ACTION ITEM: What you give back should be only the lines from the one holding "Hi there — would you mind identifying the rough" through the final line of the records, each reproduced exactly.

Entries taken from a collection
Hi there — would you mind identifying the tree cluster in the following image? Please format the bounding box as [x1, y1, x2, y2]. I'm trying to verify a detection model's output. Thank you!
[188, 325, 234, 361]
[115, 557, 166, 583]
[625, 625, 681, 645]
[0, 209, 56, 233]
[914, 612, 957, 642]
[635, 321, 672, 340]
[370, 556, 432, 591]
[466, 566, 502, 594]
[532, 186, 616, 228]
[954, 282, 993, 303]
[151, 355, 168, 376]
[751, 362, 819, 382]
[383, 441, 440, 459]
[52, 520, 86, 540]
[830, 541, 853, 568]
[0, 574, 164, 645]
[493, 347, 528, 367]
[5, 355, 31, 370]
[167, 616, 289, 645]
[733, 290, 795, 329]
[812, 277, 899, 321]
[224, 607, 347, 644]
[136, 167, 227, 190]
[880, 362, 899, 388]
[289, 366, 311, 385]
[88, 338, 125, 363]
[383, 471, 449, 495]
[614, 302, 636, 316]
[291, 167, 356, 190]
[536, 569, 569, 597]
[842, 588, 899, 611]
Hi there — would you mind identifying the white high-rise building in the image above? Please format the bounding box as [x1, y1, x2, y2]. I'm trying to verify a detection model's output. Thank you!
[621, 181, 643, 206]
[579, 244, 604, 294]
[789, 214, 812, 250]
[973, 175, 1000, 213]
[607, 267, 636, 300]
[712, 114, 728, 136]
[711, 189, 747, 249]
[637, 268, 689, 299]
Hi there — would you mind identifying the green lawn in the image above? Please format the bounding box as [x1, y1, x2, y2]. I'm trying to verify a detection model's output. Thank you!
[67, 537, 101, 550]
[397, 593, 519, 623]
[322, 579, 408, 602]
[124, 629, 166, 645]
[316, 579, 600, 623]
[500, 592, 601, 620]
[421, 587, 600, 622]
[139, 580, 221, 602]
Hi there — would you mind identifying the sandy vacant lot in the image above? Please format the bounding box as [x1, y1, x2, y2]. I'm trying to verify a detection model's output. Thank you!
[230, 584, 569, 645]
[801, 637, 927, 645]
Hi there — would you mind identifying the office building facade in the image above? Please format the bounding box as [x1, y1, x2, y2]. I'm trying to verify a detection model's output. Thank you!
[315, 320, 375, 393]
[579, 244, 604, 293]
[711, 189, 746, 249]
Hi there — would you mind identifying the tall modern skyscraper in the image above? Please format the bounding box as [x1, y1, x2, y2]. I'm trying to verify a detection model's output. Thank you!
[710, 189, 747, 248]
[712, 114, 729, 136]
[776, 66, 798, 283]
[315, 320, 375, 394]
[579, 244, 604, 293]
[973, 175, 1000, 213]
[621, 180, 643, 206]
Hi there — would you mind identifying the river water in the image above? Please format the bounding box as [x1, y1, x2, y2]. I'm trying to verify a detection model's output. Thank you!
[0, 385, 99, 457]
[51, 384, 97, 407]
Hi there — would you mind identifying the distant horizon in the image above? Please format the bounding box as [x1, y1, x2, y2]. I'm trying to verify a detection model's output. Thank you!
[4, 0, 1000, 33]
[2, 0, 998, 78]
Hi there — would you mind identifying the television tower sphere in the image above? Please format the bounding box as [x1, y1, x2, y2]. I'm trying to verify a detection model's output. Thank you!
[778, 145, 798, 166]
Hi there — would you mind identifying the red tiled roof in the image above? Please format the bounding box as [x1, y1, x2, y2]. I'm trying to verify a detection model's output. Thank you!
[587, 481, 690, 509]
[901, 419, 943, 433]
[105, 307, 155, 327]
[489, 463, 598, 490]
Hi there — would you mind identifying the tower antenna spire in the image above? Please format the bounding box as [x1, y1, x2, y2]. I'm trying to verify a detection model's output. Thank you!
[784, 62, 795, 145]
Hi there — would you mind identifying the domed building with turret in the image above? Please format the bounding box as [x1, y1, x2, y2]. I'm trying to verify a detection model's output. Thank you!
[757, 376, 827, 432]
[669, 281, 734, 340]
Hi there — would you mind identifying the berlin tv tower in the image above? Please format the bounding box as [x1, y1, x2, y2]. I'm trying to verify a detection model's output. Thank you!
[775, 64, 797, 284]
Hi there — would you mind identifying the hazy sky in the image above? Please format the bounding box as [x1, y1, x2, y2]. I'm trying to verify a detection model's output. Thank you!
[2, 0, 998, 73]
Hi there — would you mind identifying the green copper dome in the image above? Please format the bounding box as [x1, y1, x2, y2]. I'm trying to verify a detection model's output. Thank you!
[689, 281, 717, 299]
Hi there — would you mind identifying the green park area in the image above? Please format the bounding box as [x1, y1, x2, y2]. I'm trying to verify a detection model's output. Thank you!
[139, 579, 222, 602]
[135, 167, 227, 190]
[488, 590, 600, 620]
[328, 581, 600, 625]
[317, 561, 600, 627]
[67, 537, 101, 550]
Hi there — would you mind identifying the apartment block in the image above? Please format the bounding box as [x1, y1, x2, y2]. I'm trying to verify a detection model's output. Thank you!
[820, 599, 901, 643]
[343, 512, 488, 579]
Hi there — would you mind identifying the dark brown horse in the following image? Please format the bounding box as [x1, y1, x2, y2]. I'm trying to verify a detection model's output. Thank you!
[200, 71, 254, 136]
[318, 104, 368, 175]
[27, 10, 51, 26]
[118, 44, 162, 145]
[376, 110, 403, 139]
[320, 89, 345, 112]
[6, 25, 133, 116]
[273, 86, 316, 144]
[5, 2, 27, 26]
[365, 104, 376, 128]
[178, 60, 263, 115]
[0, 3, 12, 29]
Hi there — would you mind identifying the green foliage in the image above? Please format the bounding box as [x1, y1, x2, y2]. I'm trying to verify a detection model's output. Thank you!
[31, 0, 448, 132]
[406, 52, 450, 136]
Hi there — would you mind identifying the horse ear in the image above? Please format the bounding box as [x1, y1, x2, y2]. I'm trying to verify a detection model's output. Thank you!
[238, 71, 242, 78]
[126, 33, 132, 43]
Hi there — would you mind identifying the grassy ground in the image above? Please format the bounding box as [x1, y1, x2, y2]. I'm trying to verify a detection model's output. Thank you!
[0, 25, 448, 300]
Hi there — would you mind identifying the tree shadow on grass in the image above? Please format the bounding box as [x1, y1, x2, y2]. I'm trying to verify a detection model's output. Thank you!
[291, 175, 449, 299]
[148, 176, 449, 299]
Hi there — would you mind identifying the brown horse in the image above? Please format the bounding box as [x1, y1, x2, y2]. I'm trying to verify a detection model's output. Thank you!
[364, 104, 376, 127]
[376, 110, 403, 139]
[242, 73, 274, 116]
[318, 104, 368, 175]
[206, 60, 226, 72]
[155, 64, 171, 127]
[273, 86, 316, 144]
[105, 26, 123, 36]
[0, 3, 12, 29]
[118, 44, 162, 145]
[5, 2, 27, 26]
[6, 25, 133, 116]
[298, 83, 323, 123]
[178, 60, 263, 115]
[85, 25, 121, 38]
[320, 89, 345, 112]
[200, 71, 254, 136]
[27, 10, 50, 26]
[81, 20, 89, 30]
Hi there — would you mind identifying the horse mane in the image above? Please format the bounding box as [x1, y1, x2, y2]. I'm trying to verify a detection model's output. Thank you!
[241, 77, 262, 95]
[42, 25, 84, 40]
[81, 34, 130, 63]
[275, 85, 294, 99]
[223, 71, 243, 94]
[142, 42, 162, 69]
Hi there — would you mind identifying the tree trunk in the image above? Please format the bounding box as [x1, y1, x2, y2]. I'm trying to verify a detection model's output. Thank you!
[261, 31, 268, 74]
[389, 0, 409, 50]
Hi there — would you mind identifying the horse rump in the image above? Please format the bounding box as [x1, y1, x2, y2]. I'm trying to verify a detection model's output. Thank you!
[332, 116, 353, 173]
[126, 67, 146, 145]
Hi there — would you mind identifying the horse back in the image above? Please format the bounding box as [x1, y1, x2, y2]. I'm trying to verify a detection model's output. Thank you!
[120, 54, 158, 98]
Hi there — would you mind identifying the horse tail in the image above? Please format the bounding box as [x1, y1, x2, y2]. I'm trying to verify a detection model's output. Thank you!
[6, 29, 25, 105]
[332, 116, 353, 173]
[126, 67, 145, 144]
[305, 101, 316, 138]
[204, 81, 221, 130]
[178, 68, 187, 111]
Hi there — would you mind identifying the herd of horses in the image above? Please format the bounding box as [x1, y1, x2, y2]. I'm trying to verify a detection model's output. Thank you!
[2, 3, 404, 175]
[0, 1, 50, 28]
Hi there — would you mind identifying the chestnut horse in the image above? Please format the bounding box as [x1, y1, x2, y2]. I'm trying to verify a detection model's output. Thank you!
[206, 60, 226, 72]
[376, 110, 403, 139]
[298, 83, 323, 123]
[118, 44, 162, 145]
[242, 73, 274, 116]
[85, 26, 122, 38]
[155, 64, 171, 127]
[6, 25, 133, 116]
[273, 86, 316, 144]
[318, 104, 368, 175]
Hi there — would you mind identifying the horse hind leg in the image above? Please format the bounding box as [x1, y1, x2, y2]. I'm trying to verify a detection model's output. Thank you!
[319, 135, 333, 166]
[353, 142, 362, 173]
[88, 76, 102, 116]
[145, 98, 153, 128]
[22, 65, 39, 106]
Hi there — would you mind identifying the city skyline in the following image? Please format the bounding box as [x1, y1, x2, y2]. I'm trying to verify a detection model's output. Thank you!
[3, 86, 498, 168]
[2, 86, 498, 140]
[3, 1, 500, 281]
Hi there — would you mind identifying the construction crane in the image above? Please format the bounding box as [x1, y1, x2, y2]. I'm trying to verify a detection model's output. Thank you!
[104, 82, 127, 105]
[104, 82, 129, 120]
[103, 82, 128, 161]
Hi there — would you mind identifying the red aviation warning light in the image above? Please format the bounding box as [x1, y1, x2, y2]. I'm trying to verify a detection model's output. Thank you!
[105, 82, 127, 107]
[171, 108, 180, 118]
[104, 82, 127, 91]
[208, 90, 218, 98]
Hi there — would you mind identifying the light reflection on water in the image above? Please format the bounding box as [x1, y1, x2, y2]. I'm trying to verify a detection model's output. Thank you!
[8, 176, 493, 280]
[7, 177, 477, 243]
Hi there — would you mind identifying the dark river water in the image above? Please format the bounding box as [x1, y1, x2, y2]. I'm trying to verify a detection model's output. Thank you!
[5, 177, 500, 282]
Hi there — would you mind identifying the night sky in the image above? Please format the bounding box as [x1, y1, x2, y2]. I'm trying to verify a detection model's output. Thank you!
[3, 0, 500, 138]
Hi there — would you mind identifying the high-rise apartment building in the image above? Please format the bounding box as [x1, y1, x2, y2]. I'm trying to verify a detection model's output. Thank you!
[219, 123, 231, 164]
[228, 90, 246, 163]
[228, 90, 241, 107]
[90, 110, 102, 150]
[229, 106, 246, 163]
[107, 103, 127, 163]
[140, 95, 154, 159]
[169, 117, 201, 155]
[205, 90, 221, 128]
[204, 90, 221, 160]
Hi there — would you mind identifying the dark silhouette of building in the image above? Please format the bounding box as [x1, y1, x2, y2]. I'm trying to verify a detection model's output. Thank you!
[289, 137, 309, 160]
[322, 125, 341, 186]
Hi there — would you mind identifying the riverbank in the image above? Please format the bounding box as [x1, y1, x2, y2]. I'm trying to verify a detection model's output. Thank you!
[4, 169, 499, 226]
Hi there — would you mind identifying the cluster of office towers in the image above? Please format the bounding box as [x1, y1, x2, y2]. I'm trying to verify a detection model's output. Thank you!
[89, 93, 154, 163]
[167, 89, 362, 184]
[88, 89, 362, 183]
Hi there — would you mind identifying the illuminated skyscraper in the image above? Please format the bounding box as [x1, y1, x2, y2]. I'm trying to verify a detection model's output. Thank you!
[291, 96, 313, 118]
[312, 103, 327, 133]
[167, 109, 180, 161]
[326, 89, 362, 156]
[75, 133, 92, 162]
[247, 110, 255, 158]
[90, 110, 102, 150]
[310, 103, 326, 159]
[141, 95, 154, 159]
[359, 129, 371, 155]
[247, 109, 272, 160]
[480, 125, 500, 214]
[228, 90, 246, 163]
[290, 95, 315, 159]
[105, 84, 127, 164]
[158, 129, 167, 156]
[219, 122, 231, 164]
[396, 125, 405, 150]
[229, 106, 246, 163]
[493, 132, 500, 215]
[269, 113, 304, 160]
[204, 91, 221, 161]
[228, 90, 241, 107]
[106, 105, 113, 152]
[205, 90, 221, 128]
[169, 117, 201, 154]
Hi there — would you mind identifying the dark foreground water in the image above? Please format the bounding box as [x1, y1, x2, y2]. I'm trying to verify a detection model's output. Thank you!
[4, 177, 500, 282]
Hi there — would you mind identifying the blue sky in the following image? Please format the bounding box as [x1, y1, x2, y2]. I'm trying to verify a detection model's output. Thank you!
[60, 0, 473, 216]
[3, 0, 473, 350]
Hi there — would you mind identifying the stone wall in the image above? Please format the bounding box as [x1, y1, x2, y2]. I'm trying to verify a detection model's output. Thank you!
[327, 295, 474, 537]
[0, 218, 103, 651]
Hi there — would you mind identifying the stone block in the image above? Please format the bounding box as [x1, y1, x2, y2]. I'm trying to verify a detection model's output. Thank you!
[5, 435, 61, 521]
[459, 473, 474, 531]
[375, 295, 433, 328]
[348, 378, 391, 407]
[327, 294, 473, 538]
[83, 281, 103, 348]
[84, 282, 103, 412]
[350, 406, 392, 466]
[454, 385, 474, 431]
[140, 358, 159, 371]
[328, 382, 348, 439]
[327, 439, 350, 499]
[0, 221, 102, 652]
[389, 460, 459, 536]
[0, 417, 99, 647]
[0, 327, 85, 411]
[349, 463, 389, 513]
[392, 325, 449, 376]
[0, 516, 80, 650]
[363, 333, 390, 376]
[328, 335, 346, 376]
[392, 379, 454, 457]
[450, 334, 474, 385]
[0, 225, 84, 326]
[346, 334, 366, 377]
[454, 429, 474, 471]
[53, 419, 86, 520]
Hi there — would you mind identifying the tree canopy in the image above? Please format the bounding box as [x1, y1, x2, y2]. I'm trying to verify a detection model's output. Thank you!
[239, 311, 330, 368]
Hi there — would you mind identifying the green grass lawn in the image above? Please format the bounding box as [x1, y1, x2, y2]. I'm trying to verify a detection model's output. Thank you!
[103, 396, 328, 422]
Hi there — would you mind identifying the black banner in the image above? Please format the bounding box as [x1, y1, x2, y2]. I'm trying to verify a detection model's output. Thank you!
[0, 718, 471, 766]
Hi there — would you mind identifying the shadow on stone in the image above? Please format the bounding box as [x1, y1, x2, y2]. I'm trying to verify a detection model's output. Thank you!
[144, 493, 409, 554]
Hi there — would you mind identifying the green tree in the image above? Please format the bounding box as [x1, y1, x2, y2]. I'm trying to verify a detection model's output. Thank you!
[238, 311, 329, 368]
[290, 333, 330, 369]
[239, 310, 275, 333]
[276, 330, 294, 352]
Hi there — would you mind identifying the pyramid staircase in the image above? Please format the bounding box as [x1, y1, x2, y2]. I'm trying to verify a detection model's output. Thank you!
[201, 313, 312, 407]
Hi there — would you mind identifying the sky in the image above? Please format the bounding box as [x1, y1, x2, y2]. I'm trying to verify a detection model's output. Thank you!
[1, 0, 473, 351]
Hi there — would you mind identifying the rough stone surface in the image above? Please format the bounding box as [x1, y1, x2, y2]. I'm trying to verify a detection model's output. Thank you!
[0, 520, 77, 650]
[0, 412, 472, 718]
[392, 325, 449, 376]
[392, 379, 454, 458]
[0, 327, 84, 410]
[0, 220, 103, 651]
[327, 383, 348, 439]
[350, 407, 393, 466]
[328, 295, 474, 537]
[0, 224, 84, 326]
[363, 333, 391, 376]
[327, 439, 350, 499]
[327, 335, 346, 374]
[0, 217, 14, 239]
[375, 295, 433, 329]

RESULT:
Hi there — would you mind identifying the rough stone surface in the image above? Please format the bounding box as [x1, y1, x2, y2]. I'm trying to verify a detection model's output. Thank you!
[0, 520, 77, 650]
[0, 412, 472, 718]
[392, 325, 449, 376]
[392, 379, 454, 458]
[0, 327, 84, 410]
[0, 220, 103, 651]
[327, 383, 348, 439]
[350, 407, 393, 466]
[328, 295, 474, 537]
[0, 224, 84, 326]
[363, 333, 391, 376]
[327, 439, 350, 499]
[327, 335, 346, 374]
[0, 217, 14, 239]
[375, 295, 433, 329]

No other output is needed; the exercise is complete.